(Records to process)

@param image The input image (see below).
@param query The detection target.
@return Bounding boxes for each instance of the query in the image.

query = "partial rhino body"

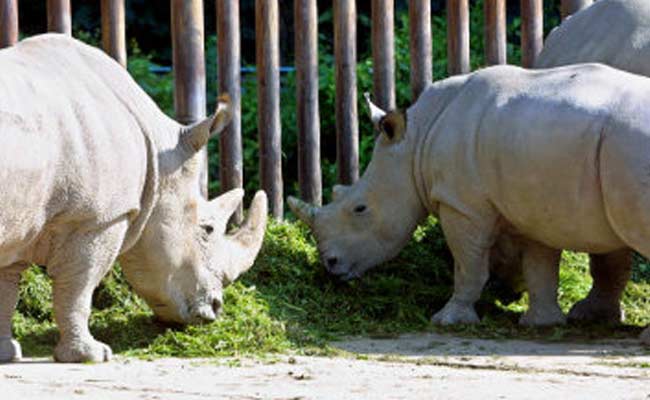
[0,34,267,363]
[537,0,650,74]
[487,0,650,329]
[290,63,650,345]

(End Records to process)

▶ Your instructions
Looking at the entries above, state how many lines contain "image"; give the number alone.

▶ Response
2